→ Set problem 1
Show every line of the entries that contains the word "fishing".

** START OF Passage **

Thursday, September 25, 2014

Death Dealers


So one of my current bathroom reads is Talk of the Devil by Riccardo Orizio about his interviews with 7 dictators. My main motivation to read it is to help me breathe a bit more life into all of my antagonists, not just the ones in Tempest Makers.

Sometimes, when a story begins, the bad guy doesn't always start out as a bad guy.

I know you know this.

My interest in the evolution of a proper bad guy lie in the evolution of the character's psychology, whether it's the antagonist in question or the influenced society, environment, or universe the antagonist affects. Rumors and misinformation are huge catalysts to this evolution. This progression fascinates me because it's as subtle and varied as being born on a winter's day at sunrise in Buffalo, New York versus being born at sunset in the middle of a heatwave in Phoenix, Arizona. 

How many times has history sorted out and revealed just how "bad" or "not that bad" someone is. But it took time, and the distance of it to give us more of an unemotional look, when we're not hindered so much by what society thinks while the wound is still fresh and when, most, if not all, the "players" are either dead or politically impotent.

Sometimes you have to take a step back and take a deep breath.


On the other side of that same coin, I do so love a bad guy when you have no idea why he is So. Damn. Bad. An excellent example is Javier Bardem's character Anton Chigurh in No Country for Old Men. You don't have time to wonder what happened in his life as to why he's so bad. There's no room or time for sympathy. He's just, flat out, unapologetic, and perfect at being bad.

** END OF Passage **

→ Set problem 2
List every title of a book, film, or other work that the blog post names.

** START OF Material shown **

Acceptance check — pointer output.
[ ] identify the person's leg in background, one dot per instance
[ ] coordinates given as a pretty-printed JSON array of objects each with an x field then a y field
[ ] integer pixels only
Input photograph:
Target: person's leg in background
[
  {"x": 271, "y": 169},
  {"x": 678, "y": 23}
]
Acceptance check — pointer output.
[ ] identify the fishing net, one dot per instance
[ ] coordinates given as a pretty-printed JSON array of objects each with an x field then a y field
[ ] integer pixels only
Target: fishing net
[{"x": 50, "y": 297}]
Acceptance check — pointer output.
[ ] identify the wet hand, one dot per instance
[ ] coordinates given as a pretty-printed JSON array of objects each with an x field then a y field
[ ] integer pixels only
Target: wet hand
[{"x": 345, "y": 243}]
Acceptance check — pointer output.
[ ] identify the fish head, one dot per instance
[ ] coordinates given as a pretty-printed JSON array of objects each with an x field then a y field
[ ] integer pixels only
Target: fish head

** END OF Material shown **
** START OF Material shown **

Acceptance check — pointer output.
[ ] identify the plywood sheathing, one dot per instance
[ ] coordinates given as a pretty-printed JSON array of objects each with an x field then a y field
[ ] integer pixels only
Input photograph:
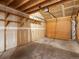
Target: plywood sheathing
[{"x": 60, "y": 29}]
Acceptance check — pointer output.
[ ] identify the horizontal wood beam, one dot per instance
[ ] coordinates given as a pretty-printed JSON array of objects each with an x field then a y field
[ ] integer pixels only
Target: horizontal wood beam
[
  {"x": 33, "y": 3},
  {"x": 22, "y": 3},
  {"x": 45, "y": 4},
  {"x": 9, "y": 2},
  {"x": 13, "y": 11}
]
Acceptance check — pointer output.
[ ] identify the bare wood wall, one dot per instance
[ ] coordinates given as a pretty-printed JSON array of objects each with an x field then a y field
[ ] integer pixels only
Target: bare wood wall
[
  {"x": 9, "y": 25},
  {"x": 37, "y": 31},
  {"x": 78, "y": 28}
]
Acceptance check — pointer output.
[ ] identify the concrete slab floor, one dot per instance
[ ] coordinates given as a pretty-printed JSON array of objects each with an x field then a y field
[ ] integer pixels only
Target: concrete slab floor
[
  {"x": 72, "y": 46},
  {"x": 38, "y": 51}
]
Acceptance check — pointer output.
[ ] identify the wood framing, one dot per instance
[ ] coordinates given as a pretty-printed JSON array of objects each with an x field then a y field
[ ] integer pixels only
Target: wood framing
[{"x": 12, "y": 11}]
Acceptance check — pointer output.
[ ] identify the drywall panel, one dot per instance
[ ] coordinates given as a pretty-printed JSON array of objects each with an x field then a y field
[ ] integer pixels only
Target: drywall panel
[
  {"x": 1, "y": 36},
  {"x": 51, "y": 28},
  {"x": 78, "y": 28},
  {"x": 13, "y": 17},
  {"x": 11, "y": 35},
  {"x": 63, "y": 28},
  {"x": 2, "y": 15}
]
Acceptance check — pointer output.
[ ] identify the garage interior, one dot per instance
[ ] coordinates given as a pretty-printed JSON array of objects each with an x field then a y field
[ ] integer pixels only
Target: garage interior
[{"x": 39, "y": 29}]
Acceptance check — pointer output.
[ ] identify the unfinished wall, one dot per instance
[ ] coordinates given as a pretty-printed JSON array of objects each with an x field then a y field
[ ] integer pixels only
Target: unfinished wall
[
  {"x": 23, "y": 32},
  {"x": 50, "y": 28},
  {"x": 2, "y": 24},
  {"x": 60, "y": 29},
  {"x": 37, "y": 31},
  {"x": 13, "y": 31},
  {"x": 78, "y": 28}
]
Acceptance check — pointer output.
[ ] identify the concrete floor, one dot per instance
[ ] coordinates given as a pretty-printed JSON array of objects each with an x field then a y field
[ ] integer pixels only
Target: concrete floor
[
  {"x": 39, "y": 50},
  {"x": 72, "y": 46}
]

** END OF Material shown **
** START OF Material shown **

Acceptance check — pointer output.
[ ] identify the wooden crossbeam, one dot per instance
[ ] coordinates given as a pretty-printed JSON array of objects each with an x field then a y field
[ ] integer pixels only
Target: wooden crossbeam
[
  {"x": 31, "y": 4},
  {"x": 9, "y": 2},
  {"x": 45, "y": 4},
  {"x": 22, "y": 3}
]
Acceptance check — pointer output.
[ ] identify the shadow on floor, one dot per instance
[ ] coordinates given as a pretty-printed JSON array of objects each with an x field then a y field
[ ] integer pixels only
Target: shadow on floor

** END OF Material shown **

→ Response 1
[ ] identify the fishing net, one dot per instance
Target: fishing net

→ Response 2
Talk of the Devil
Tempest Makers
No Country for Old Men